[Rows from a box-labeling dataset]

┌──

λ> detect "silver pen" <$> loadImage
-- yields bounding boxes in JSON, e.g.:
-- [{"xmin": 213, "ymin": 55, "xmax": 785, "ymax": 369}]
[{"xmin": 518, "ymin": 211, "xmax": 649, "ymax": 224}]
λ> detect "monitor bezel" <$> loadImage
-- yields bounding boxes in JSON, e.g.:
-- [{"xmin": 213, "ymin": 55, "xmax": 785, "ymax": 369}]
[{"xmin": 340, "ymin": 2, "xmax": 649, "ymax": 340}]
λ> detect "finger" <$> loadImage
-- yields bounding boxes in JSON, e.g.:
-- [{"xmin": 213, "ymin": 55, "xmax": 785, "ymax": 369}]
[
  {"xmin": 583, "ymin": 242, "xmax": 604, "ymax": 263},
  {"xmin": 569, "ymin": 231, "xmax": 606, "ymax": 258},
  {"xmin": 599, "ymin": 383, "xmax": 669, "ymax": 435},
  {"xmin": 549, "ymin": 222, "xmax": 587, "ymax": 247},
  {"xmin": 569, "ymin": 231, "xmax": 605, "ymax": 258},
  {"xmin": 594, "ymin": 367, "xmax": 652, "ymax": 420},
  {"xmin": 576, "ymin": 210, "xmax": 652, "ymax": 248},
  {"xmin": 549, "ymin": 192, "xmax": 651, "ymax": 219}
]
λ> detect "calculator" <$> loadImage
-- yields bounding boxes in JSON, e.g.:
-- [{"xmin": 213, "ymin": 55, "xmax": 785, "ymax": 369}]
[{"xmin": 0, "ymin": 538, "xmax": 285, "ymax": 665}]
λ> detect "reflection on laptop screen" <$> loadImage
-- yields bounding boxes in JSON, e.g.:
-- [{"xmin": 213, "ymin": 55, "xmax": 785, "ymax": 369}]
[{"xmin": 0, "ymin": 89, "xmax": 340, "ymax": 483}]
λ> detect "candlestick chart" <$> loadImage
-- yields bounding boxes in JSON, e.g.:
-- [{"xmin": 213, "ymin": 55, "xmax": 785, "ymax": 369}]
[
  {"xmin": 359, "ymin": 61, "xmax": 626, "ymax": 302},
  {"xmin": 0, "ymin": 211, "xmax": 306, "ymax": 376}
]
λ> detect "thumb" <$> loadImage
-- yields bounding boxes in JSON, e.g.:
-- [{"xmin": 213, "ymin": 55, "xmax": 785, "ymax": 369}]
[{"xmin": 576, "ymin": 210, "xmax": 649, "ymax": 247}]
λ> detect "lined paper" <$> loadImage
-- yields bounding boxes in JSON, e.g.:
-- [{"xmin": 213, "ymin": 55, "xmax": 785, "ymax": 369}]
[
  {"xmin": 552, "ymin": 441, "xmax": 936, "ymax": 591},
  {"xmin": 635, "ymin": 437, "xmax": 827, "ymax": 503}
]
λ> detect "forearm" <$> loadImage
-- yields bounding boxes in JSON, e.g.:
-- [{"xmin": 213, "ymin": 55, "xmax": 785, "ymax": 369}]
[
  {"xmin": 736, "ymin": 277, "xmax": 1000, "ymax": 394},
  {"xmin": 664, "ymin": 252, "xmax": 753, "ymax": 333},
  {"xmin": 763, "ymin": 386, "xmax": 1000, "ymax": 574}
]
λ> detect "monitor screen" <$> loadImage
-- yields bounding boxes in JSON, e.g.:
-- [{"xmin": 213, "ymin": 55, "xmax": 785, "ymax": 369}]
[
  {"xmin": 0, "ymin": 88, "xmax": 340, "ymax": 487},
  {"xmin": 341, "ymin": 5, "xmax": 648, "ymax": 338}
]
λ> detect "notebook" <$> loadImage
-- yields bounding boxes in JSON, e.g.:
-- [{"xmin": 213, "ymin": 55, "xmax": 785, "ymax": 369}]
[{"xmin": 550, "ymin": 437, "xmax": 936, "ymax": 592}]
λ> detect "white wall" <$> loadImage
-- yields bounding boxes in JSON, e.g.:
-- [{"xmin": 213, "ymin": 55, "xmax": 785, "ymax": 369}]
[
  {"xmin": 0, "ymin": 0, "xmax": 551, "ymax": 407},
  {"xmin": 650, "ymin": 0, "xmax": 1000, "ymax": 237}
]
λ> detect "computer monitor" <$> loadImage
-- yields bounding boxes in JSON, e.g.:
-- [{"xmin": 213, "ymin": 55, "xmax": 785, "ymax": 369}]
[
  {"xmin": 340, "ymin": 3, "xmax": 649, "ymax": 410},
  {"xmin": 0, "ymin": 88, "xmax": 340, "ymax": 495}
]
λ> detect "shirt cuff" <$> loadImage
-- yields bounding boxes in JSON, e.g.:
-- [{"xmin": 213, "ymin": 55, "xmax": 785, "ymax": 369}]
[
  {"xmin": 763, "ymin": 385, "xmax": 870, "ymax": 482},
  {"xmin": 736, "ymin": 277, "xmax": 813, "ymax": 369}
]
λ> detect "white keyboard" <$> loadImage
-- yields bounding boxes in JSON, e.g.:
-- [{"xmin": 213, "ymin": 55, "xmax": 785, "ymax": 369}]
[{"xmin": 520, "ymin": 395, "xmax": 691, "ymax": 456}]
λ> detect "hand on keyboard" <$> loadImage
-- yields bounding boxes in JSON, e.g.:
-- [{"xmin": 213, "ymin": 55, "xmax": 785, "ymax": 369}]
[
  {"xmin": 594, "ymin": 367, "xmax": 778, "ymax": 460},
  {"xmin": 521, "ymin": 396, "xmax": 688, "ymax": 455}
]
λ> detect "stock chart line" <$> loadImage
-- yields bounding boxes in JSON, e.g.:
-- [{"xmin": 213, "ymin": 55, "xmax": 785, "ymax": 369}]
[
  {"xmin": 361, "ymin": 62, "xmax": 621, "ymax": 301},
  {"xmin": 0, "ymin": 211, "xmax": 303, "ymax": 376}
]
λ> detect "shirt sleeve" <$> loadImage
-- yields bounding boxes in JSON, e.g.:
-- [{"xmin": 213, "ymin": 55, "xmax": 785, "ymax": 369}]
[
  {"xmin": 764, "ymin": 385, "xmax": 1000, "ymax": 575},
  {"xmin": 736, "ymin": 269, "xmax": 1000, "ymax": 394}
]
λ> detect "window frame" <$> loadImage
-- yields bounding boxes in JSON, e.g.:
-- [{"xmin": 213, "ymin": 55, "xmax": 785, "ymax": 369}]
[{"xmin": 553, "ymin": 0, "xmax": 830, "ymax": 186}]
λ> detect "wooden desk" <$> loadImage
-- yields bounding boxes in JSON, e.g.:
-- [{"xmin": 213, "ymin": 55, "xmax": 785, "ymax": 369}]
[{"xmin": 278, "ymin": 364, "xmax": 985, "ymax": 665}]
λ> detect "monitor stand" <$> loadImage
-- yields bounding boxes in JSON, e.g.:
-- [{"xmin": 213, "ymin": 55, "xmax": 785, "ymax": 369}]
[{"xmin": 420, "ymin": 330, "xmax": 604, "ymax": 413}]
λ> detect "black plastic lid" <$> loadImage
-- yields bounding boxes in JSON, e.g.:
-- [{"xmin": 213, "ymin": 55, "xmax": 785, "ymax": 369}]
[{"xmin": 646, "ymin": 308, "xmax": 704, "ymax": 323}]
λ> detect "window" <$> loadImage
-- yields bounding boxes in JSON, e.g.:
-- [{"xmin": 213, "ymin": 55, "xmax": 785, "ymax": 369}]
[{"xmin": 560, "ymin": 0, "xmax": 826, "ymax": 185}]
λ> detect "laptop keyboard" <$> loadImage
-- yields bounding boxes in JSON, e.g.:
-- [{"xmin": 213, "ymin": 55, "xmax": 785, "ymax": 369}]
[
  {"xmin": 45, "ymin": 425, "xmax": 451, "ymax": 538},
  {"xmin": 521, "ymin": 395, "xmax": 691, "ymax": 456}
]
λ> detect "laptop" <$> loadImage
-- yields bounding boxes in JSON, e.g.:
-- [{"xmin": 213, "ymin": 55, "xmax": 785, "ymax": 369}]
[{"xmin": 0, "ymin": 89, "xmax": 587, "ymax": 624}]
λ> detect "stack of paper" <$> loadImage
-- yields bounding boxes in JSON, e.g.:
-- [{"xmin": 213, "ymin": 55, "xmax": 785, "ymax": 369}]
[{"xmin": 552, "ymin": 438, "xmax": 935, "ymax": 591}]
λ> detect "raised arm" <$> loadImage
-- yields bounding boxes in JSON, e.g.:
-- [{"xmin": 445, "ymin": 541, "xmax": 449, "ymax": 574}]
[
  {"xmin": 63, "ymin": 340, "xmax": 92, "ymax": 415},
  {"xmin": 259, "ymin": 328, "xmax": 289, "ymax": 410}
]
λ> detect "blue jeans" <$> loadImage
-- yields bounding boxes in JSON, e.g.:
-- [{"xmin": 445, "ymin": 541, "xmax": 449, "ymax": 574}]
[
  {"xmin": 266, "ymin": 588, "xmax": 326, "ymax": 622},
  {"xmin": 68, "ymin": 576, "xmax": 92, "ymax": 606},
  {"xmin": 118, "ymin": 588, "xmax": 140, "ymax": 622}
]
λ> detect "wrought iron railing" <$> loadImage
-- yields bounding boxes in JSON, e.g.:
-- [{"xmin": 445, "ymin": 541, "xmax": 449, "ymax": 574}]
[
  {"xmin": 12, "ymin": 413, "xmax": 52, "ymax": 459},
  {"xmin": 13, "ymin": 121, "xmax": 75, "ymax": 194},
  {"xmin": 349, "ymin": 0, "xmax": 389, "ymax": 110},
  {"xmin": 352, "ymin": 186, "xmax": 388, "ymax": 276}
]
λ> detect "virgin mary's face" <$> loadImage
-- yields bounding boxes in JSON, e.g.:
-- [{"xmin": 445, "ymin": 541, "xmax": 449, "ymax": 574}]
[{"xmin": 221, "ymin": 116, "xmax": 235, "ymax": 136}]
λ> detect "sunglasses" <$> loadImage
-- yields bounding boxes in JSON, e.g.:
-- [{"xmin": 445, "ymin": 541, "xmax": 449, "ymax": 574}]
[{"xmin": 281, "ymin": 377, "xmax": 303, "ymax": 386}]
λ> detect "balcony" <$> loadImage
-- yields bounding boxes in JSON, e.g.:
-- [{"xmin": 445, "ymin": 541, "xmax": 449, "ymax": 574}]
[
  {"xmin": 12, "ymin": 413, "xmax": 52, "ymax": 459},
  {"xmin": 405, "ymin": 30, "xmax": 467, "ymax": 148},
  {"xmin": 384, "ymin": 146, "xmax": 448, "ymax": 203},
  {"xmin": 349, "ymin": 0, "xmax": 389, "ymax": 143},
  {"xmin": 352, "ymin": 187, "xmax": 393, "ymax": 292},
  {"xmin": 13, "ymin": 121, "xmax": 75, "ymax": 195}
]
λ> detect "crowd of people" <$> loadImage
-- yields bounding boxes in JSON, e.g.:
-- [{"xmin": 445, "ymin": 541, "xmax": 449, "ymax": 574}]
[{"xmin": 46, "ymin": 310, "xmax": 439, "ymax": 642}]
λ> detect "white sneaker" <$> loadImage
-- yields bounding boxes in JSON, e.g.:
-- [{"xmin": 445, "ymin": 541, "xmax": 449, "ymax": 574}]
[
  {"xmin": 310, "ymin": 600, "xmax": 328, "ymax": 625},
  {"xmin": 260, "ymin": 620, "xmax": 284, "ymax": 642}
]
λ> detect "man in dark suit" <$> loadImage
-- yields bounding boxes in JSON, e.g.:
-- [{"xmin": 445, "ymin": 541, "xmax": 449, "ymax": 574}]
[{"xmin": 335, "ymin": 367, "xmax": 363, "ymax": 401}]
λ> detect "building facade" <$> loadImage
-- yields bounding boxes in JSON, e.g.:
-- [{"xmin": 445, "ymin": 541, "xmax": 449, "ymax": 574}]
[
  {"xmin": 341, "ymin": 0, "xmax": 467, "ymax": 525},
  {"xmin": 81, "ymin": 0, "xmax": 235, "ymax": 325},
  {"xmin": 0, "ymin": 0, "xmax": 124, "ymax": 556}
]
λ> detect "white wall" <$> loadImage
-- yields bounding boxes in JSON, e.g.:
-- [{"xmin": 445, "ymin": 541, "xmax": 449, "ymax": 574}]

└──

§ **What is being asked**: Report every line of the listing above that contains the string "keyboard", copying each line in full.

§ **Output for this task**:
λ> detect "white keyboard" <$> loadImage
λ> detect "hand on keyboard" <$> loadImage
λ> detect "laptop keyboard" <$> loadImage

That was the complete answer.